Material for this task:

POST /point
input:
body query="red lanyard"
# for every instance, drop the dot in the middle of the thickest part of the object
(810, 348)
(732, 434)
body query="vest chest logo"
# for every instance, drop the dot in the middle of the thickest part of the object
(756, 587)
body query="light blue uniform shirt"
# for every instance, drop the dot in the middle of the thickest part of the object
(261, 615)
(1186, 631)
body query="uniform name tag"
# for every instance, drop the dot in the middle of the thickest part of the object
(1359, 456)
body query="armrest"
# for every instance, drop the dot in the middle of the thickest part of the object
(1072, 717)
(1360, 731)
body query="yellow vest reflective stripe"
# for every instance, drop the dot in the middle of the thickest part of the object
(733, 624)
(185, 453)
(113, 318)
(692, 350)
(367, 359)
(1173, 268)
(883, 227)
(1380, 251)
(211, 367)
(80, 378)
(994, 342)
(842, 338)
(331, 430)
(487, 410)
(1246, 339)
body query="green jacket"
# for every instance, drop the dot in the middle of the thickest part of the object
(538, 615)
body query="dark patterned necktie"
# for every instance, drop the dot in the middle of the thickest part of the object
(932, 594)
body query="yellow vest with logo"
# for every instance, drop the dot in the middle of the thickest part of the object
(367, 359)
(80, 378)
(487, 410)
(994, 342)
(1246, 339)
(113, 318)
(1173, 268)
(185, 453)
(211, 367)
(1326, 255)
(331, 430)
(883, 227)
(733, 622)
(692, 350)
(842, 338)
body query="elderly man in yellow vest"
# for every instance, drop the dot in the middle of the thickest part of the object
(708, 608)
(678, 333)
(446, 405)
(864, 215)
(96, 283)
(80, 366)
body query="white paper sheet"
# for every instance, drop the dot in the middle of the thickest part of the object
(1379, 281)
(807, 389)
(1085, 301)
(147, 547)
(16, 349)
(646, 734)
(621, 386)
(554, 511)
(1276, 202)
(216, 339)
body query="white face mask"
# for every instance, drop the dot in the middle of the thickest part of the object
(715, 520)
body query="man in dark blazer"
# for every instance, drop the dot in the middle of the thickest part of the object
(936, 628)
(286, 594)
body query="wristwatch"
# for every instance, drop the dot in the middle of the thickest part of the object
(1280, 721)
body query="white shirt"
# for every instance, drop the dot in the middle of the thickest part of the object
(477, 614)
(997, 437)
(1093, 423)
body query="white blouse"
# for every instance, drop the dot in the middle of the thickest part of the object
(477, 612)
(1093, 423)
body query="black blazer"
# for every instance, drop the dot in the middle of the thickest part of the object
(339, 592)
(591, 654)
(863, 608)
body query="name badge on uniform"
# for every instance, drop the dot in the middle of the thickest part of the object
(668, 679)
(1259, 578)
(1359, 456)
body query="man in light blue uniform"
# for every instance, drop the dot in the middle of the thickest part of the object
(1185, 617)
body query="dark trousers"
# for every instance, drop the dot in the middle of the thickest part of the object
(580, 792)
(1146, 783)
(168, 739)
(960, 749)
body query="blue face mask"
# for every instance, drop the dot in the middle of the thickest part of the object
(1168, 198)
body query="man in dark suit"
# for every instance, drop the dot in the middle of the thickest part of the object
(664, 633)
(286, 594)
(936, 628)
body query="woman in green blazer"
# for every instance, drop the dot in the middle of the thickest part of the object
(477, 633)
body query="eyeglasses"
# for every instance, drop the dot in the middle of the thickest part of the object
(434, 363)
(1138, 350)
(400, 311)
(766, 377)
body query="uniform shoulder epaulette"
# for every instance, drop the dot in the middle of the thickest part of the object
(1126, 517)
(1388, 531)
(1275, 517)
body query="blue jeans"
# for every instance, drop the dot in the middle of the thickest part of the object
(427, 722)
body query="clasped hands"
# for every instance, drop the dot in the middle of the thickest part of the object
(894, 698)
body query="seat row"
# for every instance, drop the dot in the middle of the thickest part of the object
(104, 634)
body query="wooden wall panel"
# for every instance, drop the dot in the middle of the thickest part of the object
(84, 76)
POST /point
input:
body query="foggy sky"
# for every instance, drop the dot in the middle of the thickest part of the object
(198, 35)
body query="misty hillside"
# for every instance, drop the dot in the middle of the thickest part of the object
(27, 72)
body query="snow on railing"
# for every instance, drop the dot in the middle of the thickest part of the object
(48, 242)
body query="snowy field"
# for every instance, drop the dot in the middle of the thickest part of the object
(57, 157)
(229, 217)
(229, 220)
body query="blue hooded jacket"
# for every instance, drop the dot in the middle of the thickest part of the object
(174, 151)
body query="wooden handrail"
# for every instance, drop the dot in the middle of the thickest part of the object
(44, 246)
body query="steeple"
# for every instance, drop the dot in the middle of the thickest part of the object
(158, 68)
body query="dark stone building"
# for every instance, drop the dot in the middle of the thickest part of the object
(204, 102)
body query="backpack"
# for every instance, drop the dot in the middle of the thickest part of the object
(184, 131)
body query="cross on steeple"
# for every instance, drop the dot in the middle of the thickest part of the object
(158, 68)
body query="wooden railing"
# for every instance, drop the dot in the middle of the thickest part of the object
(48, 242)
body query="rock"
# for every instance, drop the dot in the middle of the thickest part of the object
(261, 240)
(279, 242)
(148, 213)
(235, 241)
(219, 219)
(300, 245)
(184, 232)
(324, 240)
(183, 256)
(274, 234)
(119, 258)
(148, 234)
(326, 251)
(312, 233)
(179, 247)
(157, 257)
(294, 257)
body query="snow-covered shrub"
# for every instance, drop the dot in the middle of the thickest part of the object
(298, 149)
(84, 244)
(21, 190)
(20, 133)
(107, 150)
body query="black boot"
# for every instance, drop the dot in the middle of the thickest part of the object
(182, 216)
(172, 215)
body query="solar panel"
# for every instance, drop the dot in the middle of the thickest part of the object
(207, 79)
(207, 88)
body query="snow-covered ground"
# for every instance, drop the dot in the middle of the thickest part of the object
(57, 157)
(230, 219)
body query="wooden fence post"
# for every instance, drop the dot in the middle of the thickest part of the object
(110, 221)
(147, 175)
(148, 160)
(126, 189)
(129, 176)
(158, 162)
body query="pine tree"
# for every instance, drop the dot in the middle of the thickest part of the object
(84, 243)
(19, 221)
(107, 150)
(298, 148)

Work to be completed:
All of the records must be repeated exactly.

Written solution:
POST /point
input:
body query="red lanyard"
# for every instance, drop the dot in the middle of the thickest part of the object
(810, 348)
(732, 434)
body query="vest chest logo"
# for every instance, drop the dot in the middle of the thickest part of the object
(756, 587)
body query="light blue uniform shirt"
# for every instance, drop the dot in the middle of the thickest part of the object
(261, 615)
(1186, 631)
body query="uniform name tag"
# for every instance, drop the dot in the middle of the thickest part of the object
(1359, 456)
body query="armrest"
# for every instance, drop the dot in the middle of the thickest part of the object
(1072, 717)
(1360, 731)
body query="yellow vest reflective stripe"
# for every instance, drop the dot in the middle of the thickest part of the object
(733, 624)
(185, 453)
(113, 318)
(692, 350)
(367, 359)
(1173, 268)
(883, 227)
(1380, 251)
(211, 367)
(80, 378)
(994, 342)
(842, 338)
(331, 430)
(487, 410)
(1246, 339)
body query="green jacket"
# for every instance, drop the dot in the middle of the thickest part of the object
(538, 615)
body query="dark patterned necktie"
# for every instance, drop the dot in the middle of the thickest part of the object
(932, 594)
body query="yellow vest with logo"
# for every instance, drop the dot in the middle of the thickest part of the object
(367, 359)
(80, 378)
(487, 410)
(994, 342)
(1246, 339)
(113, 318)
(1173, 268)
(185, 453)
(211, 367)
(1326, 255)
(331, 430)
(883, 227)
(733, 622)
(692, 350)
(842, 338)
body query="elderly man in yellow vest"
# for every instance, drop the dot in the middle of the thickest part of the object
(708, 608)
(678, 333)
(446, 405)
(864, 215)
(96, 283)
(80, 366)
body query="white paper sheet"
# for every instance, drop the dot in the middle of the thickest part of the object
(1379, 281)
(807, 389)
(1085, 301)
(147, 547)
(16, 349)
(646, 734)
(621, 386)
(554, 511)
(1276, 202)
(216, 339)
body query="white face mask"
# for every instance, drop the dot in the middle of the thickest part of the object
(715, 520)
body query="man in dark blazer"
# for every instance, drop the dot in the middle of the thickest part of the object
(936, 628)
(286, 594)
body query="wristwatch"
# for every instance, drop the dot in the middle of the thickest part of the object
(1280, 721)
body query="white shirt"
# for every instance, drop the dot in the middle of the thickest part of the object
(477, 614)
(997, 437)
(1093, 423)
body query="white blouse"
# for every instance, drop the dot in the middle of the thickest part of the object
(477, 612)
(1093, 423)
body query="black blazer"
# for every instance, drop the dot in the middle of the thickest part of the object
(339, 592)
(591, 654)
(863, 608)
body query="name badge on uniform"
# for every instance, drop the dot in the middle of the thickest part of the object
(668, 679)
(1259, 578)
(1359, 456)
body query="man in light blue uniform"
# for every instance, drop the dot in the middle of the thickest part of the object
(1185, 617)
body query="dark trousers"
# for every instance, drop the dot in the middle of the thickest part of the object
(580, 792)
(1146, 783)
(168, 739)
(960, 749)
body query="blue face mask"
# for every instance, drop the dot in the middle of the thickest part of the object
(1168, 198)
body query="man in dark suit"
# for every instance, drop the dot in the middle of the thickest part of the object
(664, 633)
(286, 594)
(936, 628)
body query="woman in green blazer"
# for every instance, drop the dot in the middle of the thickest part of the object
(477, 633)
body query="eyeglasses"
# for every instance, drop the dot in the middle of the thickest part of the object
(434, 363)
(1138, 350)
(400, 311)
(766, 377)
body query="uniform shoulder epaulette"
# for every instance, drop the dot in the middle of the thickest part of the object
(1126, 517)
(1388, 531)
(1275, 517)
body query="blue jeans"
# for every instance, drop the dot in the middle of the thickest part of the object
(427, 722)
body query="clasped hands"
# for every instance, drop the dot in the middle of the thickest part of the object
(894, 698)
body query="seat row"
# for every instance, drop the dot in the middle of the thickest part of the object
(104, 634)
body query="wooden wall panel"
# for every instance, drop the dot in the middle of the thickest part of the object
(84, 76)
POST /point
input:
body query="foggy sky"
# for every instance, drop the dot in the middle of the thickest part of the object
(198, 35)
body query="misty hillside"
# for every instance, drop the dot in the middle of the thickest part of the object
(27, 72)
body query="snow on railing"
# for every instance, drop the dot in the middle of the thickest part of the object
(48, 242)
body query="snowy field"
# for every instance, drop the dot in the middle of the thickest part of the object
(57, 157)
(229, 217)
(229, 220)
body query="blue hooded jacket"
# for every instance, drop the dot in the middle of the thickest part of the object
(174, 151)
body query="wooden handrail"
# for every instance, drop the dot in the middle of the thickest part of the object
(44, 246)
body query="steeple"
# for every instance, drop the dot in the middle of the thickest part of the object
(158, 68)
body query="dark stone building"
# for every instance, drop the dot in the middle of the thickest part of the object
(204, 102)
body query="backpack"
# for every instance, drop the dot in the middle of the thickest part of the object
(184, 131)
body query="cross on steeple"
# for every instance, drop the dot in the middle of the thickest part of the object
(158, 68)
body query="wooden railing"
# for every instance, drop the dot in the middle of the thickest part of the object
(48, 242)
body query="rock"
# for every instance, drop the dot in the middle of the thickest part of the object
(261, 240)
(279, 242)
(148, 213)
(235, 241)
(219, 219)
(300, 245)
(184, 232)
(324, 240)
(183, 256)
(274, 234)
(119, 258)
(148, 234)
(326, 251)
(312, 233)
(179, 247)
(157, 257)
(294, 257)
body query="snow-covered shrub"
# for every instance, drop the dot in the middle of the thickest part of the object
(298, 149)
(84, 244)
(21, 190)
(20, 133)
(107, 150)
body query="black boot"
# for every instance, drop the dot in the middle of the thickest part of the object
(182, 216)
(172, 215)
body query="solar panel"
# for every instance, drop the dot in the middle of the thickest part of the object
(207, 79)
(207, 88)
body query="snow-covered ground"
# for every instance, drop the dot in the middle of the thickest part of the object
(57, 157)
(230, 219)
body query="wooden fence post"
# for every instance, drop the dot in the middle of the thickest part of the object
(110, 221)
(147, 175)
(148, 160)
(126, 189)
(129, 176)
(158, 162)
body query="pine tree"
# for every instance, drop the dot in the middle of the thickest part of the object
(84, 243)
(19, 221)
(107, 150)
(298, 148)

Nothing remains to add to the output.